● **Work to be completed**:
Reproduce the lines below, starting at the line containing "I would appreciate it if you could identify the person" and ending with the final line, and increase each number in the answer coordinate pairs by 130 while leaving the request text and its sample pairs unchanged. Give only these lines.

┏━━

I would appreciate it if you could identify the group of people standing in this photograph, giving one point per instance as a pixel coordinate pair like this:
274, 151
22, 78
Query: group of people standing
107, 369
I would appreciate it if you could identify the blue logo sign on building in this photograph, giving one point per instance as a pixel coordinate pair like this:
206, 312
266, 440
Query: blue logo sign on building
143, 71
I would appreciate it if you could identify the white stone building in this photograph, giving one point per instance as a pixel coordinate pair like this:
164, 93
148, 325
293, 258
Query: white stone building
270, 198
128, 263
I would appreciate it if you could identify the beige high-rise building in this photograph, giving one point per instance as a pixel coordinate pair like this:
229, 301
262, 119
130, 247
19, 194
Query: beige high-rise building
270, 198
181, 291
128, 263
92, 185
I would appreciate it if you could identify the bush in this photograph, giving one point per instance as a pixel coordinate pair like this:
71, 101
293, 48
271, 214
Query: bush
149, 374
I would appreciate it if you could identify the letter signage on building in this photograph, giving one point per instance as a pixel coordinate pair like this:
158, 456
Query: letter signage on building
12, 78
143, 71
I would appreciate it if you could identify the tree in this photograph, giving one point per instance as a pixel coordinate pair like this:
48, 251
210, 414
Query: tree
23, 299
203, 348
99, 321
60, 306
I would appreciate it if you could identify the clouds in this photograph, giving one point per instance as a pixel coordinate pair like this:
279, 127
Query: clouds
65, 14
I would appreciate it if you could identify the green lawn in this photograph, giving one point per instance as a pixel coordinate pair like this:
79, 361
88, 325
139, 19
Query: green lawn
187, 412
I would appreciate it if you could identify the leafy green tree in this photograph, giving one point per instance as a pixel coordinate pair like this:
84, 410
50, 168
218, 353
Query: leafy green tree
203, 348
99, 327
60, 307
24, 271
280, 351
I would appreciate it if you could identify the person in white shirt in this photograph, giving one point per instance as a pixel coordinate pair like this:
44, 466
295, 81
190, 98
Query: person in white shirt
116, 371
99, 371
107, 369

┗━━

● **Answer in full**:
I would appreciate it if you could identify the person in white shirt in this photograph, giving one point per instance as a pixel coordinate pair like this:
44, 466
295, 81
190, 98
Query: person in white shirt
246, 501
229, 501
237, 499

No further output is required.